◆ Problem details
Copy each line below in which the string "bridge" occurs.

━━━━━ Exercise inputs ━━━━━

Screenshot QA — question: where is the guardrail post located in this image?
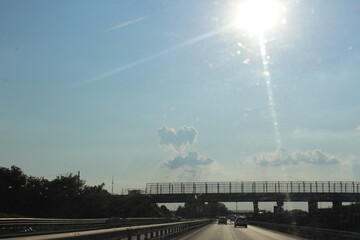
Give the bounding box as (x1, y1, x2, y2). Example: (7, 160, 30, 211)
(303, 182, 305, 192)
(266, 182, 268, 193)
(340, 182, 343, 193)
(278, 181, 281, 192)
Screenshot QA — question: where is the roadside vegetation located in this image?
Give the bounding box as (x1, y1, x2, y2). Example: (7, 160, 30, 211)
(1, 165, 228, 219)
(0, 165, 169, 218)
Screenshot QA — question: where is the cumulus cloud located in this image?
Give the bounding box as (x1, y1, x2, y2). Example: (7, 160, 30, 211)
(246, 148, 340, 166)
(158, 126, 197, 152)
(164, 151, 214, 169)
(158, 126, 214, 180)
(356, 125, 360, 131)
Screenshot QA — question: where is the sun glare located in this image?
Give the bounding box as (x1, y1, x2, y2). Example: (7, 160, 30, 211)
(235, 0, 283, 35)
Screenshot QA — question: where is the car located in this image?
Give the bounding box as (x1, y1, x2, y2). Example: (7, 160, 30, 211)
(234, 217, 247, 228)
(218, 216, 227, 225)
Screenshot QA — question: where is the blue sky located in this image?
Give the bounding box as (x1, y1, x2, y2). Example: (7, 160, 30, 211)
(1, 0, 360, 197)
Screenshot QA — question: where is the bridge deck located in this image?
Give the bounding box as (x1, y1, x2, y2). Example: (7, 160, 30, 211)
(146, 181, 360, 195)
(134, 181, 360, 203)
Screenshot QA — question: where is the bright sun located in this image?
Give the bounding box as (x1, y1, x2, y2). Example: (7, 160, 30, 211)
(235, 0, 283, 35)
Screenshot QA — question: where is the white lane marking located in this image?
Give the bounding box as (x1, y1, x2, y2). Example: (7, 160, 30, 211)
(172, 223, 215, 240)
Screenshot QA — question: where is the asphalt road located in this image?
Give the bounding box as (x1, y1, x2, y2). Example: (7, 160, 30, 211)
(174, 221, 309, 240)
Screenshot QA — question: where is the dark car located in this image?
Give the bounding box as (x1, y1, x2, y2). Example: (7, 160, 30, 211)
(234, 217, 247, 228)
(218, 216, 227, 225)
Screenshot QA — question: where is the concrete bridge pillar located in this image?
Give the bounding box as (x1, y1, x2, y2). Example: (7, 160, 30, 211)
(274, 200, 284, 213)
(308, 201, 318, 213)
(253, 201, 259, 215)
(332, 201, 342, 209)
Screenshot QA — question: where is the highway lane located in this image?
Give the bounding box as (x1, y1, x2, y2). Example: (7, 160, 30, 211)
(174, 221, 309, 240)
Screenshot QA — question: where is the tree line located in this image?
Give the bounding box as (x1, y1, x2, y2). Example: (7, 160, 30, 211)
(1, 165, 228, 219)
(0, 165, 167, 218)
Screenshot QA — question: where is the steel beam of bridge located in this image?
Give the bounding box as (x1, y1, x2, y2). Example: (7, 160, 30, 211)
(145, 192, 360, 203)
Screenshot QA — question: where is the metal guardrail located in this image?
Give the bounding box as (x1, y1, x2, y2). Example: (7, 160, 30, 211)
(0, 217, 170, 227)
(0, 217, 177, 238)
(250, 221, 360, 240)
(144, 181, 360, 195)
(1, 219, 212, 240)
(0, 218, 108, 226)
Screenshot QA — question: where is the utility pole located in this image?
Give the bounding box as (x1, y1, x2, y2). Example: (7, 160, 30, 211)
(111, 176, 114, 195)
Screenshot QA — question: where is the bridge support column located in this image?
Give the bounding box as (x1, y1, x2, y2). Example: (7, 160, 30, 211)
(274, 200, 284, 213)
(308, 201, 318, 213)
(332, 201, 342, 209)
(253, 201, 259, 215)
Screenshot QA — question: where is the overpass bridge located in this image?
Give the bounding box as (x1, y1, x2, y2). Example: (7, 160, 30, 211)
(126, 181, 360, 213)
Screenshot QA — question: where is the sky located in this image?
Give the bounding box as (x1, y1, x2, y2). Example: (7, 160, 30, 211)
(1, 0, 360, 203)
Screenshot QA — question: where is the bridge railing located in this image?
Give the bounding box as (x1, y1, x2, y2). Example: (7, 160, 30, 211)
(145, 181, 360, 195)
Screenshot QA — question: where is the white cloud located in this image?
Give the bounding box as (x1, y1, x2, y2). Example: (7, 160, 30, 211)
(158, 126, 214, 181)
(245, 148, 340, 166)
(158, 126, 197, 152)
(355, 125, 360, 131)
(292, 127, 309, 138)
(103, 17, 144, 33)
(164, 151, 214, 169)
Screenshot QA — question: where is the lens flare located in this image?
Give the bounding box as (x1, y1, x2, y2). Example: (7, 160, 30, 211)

━━━━━
━━━━━ Exercise inputs ━━━━━

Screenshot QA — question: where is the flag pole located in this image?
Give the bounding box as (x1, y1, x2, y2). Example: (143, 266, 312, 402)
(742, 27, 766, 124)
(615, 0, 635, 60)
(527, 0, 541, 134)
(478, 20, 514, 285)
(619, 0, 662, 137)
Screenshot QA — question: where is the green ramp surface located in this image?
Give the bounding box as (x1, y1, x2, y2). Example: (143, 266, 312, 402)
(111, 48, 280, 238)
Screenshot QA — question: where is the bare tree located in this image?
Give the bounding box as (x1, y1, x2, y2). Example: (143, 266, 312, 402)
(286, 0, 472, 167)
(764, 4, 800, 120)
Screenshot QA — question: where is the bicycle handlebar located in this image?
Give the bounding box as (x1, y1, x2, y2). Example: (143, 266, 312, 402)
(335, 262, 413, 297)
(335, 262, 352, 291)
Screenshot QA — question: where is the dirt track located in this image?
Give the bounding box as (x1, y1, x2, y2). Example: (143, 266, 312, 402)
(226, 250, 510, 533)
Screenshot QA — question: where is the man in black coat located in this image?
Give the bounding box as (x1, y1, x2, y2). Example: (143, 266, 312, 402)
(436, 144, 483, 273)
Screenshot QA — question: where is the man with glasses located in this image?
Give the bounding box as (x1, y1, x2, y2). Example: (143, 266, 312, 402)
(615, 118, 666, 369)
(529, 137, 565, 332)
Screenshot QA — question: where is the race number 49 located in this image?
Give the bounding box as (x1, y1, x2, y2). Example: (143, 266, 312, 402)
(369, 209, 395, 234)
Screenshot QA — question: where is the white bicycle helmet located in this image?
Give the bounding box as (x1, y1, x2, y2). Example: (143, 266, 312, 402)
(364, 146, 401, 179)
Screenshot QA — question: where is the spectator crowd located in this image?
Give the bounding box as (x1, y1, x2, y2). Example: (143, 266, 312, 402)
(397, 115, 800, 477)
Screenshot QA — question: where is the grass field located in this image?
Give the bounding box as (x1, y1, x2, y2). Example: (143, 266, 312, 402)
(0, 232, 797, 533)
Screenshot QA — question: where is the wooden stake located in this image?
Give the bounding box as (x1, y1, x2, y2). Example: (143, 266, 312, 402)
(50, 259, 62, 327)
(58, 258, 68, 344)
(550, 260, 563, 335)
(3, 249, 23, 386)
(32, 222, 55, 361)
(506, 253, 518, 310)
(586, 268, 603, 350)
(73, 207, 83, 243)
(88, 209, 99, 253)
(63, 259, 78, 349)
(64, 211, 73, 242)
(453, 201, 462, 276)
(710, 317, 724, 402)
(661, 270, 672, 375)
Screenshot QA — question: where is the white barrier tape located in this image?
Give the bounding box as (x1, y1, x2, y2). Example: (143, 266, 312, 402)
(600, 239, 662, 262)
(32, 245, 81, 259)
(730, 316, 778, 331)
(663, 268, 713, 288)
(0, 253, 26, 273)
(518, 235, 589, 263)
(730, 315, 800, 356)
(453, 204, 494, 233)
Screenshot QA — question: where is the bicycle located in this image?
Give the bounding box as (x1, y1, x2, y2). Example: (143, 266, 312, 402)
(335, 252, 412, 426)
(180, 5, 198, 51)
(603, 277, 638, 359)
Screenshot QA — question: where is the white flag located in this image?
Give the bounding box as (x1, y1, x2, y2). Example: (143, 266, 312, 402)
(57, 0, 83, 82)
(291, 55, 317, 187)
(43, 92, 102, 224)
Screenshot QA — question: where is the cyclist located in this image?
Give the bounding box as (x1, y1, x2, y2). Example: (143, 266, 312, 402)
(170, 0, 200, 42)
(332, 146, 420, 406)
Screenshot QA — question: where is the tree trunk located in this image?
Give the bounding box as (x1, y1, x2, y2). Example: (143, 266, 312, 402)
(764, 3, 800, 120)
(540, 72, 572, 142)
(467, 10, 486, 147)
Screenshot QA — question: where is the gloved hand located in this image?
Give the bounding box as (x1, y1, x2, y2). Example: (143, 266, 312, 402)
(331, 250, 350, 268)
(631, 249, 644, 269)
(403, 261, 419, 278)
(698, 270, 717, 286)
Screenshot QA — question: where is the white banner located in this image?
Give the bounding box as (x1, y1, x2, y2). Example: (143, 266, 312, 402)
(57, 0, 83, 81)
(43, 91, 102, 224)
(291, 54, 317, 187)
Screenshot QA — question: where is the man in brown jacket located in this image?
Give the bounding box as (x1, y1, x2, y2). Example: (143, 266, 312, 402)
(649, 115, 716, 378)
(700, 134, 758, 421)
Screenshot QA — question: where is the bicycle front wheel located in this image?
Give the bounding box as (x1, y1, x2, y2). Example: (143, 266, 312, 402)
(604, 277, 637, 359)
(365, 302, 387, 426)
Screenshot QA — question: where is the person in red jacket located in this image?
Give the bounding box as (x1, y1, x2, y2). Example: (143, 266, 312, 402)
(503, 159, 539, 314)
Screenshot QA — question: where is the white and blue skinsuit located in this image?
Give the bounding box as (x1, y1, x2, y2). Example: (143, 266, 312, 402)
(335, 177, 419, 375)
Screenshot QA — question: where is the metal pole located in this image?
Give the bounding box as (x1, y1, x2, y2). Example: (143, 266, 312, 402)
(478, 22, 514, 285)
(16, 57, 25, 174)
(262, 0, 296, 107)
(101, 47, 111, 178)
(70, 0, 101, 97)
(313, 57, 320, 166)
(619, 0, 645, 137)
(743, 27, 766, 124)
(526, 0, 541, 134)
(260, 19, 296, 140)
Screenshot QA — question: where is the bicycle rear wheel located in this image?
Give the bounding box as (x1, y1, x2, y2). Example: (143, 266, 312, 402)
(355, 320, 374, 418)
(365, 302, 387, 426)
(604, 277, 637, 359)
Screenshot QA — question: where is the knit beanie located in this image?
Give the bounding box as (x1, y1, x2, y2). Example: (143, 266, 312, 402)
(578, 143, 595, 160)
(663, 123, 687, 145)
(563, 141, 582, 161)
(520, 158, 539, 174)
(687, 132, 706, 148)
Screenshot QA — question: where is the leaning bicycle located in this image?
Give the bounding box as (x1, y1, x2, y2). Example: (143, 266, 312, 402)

━━━━━
━━━━━ Exercise inputs ━━━━━

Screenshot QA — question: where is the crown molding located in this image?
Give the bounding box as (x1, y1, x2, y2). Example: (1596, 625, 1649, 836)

━━━━━

◆ Answer section
Screenshot QA — question: where is the bridge deck located in this image?
Screenshot QA — question: where is the concrete bridge pillar located in this image?
Screenshot QA — question: where is the steel beam of bridge located in this image?
Screenshot QA — question: where is the bridge support column located in this image?
Screenshot QA — question: where is the overpass bridge located in this image?
Screenshot QA — question: where is the bridge railing located in this image?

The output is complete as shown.